- _WHAT THE TASK ASKS_
Copy each entry verbatim, excluding its images.
------ EXERCISE INPUTS ------
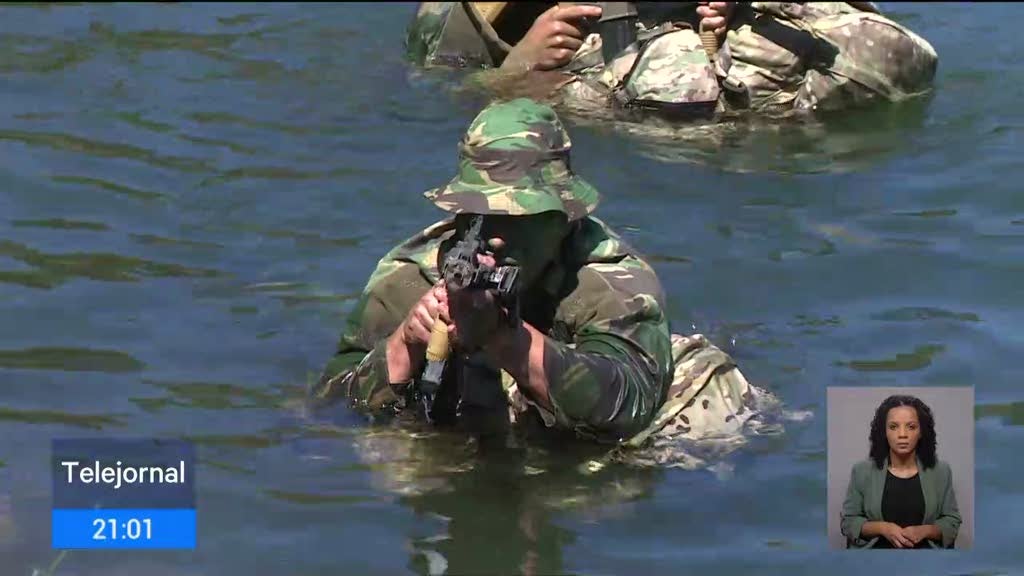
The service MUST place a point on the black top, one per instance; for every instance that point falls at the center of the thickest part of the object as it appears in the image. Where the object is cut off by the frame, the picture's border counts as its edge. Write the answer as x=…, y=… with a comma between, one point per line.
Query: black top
x=902, y=504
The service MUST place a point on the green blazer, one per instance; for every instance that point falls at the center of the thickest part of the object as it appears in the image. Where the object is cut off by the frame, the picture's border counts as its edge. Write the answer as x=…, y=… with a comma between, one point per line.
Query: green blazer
x=863, y=501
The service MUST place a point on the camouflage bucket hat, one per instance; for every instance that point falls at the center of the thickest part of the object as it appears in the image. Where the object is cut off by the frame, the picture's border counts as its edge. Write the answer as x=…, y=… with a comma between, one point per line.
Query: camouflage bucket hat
x=514, y=160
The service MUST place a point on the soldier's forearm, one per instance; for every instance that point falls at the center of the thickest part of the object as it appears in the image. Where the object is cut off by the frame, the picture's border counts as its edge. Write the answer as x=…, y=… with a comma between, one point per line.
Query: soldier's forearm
x=402, y=361
x=521, y=355
x=593, y=384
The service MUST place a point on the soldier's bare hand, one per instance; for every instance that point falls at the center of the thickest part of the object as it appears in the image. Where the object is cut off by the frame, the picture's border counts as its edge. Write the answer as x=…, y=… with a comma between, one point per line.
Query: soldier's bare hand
x=552, y=40
x=420, y=321
x=715, y=15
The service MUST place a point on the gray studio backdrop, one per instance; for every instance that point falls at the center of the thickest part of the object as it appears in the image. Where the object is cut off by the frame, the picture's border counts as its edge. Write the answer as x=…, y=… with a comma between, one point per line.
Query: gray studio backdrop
x=850, y=412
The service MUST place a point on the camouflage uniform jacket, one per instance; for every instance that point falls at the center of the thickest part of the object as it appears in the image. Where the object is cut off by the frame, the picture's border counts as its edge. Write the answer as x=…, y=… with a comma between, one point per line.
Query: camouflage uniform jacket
x=777, y=56
x=608, y=355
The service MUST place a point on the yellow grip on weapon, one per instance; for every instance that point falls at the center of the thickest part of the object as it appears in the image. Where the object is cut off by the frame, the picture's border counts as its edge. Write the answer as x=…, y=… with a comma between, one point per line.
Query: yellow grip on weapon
x=437, y=348
x=710, y=41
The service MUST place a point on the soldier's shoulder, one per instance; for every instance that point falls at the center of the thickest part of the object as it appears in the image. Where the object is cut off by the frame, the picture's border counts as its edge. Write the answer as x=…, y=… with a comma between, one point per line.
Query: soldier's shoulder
x=608, y=262
x=418, y=252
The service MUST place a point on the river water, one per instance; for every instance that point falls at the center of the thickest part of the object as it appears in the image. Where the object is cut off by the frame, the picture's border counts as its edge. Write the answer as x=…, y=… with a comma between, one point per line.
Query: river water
x=193, y=196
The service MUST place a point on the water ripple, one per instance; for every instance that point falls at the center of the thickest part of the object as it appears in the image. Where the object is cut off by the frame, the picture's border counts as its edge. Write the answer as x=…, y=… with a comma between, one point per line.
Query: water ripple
x=921, y=358
x=89, y=147
x=53, y=270
x=92, y=421
x=70, y=360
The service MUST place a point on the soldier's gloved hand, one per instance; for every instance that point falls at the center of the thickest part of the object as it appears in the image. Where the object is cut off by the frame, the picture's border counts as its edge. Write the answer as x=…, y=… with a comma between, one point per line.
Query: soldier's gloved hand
x=416, y=328
x=715, y=15
x=552, y=40
x=407, y=345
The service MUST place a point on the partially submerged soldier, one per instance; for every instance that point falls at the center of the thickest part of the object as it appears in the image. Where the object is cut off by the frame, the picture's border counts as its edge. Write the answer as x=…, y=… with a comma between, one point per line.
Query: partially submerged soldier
x=585, y=346
x=774, y=57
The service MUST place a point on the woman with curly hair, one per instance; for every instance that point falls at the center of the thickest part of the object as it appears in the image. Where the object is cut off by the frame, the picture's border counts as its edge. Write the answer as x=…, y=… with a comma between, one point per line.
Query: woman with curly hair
x=902, y=496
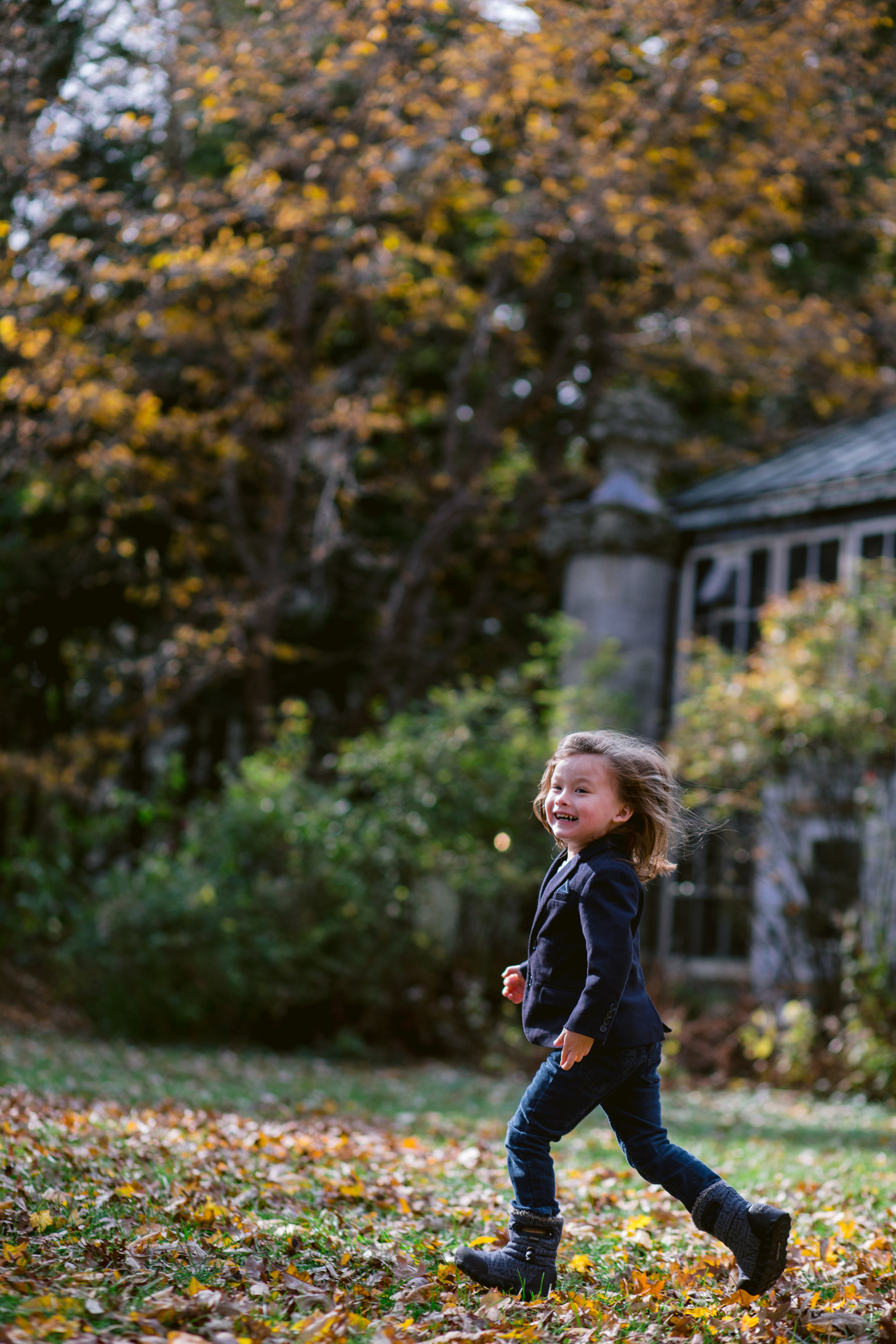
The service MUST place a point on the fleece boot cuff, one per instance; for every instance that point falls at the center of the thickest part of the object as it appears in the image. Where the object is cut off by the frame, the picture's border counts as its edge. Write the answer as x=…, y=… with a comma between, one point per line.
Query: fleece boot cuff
x=756, y=1233
x=527, y=1265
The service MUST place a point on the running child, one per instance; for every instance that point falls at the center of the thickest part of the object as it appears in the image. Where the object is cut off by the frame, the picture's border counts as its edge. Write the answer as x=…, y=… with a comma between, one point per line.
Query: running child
x=612, y=803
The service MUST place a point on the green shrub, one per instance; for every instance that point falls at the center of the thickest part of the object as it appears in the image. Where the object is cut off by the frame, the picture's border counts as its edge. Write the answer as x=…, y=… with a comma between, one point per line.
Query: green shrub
x=378, y=900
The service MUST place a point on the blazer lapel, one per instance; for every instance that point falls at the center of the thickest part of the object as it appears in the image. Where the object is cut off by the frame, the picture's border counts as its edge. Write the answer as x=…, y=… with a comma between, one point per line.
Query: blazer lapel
x=558, y=874
x=557, y=863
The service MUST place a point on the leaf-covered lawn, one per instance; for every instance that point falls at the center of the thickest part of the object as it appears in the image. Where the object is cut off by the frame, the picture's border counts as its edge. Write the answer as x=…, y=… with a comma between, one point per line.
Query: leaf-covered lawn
x=311, y=1221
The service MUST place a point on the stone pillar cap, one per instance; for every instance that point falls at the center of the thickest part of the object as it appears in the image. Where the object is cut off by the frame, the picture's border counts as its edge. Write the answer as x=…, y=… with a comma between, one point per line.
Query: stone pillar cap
x=625, y=488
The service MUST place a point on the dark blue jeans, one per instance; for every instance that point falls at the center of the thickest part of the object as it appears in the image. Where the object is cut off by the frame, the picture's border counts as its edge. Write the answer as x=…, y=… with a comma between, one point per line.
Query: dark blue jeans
x=626, y=1085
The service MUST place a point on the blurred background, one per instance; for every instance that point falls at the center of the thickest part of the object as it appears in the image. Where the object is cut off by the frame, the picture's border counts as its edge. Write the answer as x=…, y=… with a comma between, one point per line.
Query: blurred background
x=383, y=392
------
- _TASK RESPONSE_
The service MUST place a point on the black top, one per instance; for every instance that point falls at the center of the thickest part of the object as it appears in the image. Where the object is cut off by the frame, the picture's border counts as its edge. Write the answer as x=…, y=… with a comma between, one point per line.
Query: black top
x=902, y=504
The service MUST place a point on the green blazer, one per instance; for every instance that point falls at the center of the thickest part of the object as it appears in the image. Where the object is cut off by the frame, the picture's border counts as its edge. Write the answer as x=…, y=… with a comma between, one point per line.
Query: green blazer
x=863, y=501
The service MUST place a point on the camouflage bucket hat, one per instance; for every instance that point falls at the center of the thickest part of the object as it appears in the image. Where the object is cut off by the frame, the picture's border counts as its edge. Write the answer as x=…, y=… with a comma between, one point per line.
Query: camouflage bucket hat
x=514, y=160
The service MUST place a point on the soldier's forearm, one per instance; for every instance that point falls at the center of the thickest part of the object as it appears in the image. Where the object is cut off by the frame, the picture's border counts as its edge. Write the answer as x=…, y=… with a comma between, one point per line.
Query: soldier's forearm
x=402, y=361
x=521, y=355
x=593, y=384
The service MUST place a point on the soldier's bare hand, one per instance; for every instance that point falls at the center of the thickest part of the object as it appears in the image. Where the object is cut off by the frame, the picture's border counts as its edge. Write the answer as x=…, y=… with a comma between, one point per line.
Query: soldier's bare hand
x=552, y=40
x=420, y=321
x=715, y=15
The service MUST place a point on the gray studio backdrop, one per instance; for every instance that point falls at the center of the thickest part of the object as it appears in the image. Where the object is cut off by the frame, the picture's border counts as its edge. Write the answer as x=…, y=… with a comma between, one point per line.
Query: gray studio backdrop
x=850, y=412
The service MUST place a point on the camouflage uniform jacket, one per instance; for every instance that point falls at the center of the thickest part of the object as it appears in the image. Where the object is cut off by the frame, the picture's border counts as its edge. Write the answer as x=…, y=… with a comma between, one point per line.
Query: camouflage uniform jacket
x=777, y=56
x=608, y=355
The service MUST place a point on the yellow grip on weapon, one per instance; for every instance that point falls at the center of the thickest part of the object as it appears in the image. Where the object is cut off by the frame, the picture's border counts as its edge. Write the answer as x=…, y=… with a comma between, one point per line.
Query: yellow grip on weapon
x=437, y=348
x=710, y=41
The service MUST place a point on the soldier's shoulder, one per instance; for every instance that point falls at the center of the thickest part of the object as it appears in the image. Where the object is cut off by the frame, the picture's border counts as its edge. Write the answer as x=…, y=… with a comma between, one point per line.
Query: soldier's shoulder
x=608, y=262
x=418, y=252
The service MUST place a point on the river water, one per instance; for every instance that point falls at the center of the thickest part of the object as it appears in the image. Where the object is cut off by the frame, the picture's border counts as its edge. Write the answer as x=…, y=… with a comma between, one point per line.
Query: river water
x=193, y=196
The service MUST place a point on the water ripple, one per instance; for every instance that point falls at the center of the thickest part of the object as it appears in the image. Where the object is cut off by the frame, the picture's border counts as its edge. Write the answer as x=…, y=… with a comma between, one point per line.
Query: water ripple
x=921, y=358
x=89, y=147
x=53, y=270
x=92, y=421
x=70, y=360
The service MUST place a point on the soldier's gloved hand, one per instance; for every instance that point falls at the center of the thickest part of the object as it appears in the image. Where the object is cut off by the frame, the picture's border counts as its edge. Write the answer as x=…, y=… with a comma between, one point per line.
Query: soldier's gloved hand
x=416, y=328
x=715, y=15
x=552, y=40
x=407, y=345
The service MUST place a point on the partially submerged soldier, one per instance; for every instance that point falls at the center of the thickest part of the object as it appears in the image. Where the object is cut off by the frame, the picture's border counts as its edge. Write the answer as x=…, y=… with a comma between, one point per line.
Query: partially submerged soldier
x=585, y=346
x=774, y=57
The service MUST place a point on the woman with curly hair, one per instance; for every instance that point falls at the center of the thickest part of the object as it appears in the image. Where the object is cut off by the frame, the picture's border counts as its edge. Write the answer as x=…, y=… with a comma between, one point per line.
Query: woman with curly hair
x=902, y=496
The service MUST place a point on the fleece boot cuff, one per instance; for every instance that point falls at the center of the thickest part of the object as it appears in the image. Where the object is cut off by the frame, the picture's border counts as its edge. Write the answer as x=…, y=… with a comma between, one point per line.
Query: fleece boot cuff
x=756, y=1233
x=527, y=1265
The service MUST place a point on the running child, one per instance; for every instance that point falls at the center of the thickest part of the object as it appears in the image. Where the object is cut off by the frame, the picture's border counts as its edge. Write the answer as x=…, y=… with a comma between, one point per line.
Query: running child
x=612, y=803
The service MUST place a point on the green shrub, one per instance; for every instance that point falls at the center of the thickest part of the object as it appears in the image. Where the object is cut off by the frame, the picture's border counts as its edge. Write the answer as x=…, y=… with a comma between, one point per line.
Query: green shrub
x=378, y=900
The service MUST place a point on the blazer lapel, one per instance; for every instance that point falls at the center of the thickest part of the object as it appears in the image. Where the object is cut off by the frame, the picture's border counts as its edge. Write the answer as x=…, y=… with a comma between, one point per line.
Query: blazer lapel
x=558, y=874
x=557, y=863
The service MUST place a point on the leaf-covered lawn, one per instance; for every instance that point falls at the center of the thickest part of the object as it appears in the image. Where the object is cut off by the frame, the picture's border counts as its edge. Write the answer as x=…, y=… with a comma between, one point per line.
Query: leaf-covered lawn
x=311, y=1221
The service MUST place a point on the stone pillar cap, one per instance; for every instance that point falls at the center of the thickest part of the object as it appears in the image. Where the object is cut off by the frame, the picture's border counts as its edge. Write the answer as x=…, y=… with a comma between, one point per line.
Query: stone pillar cap
x=625, y=488
The service MUST place a point on the dark blue jeans, one per instance; for every instance that point falls at the center of the thickest part of the object as it appears in the image. Where the object is cut off by the frame, the picture's border counts as its edge. Write the answer as x=…, y=… with a comma between, one point per line.
Query: dark blue jeans
x=626, y=1085
The service MUST place a point on the blurred background, one per instance; for every instance that point falls at the center of the thickest part of the object as it appears in the image. Where the object is cut off by the frame, the picture's border counts as its edge. Write the answer as x=…, y=… with a comma between, one point per line.
Query: blurred background
x=383, y=392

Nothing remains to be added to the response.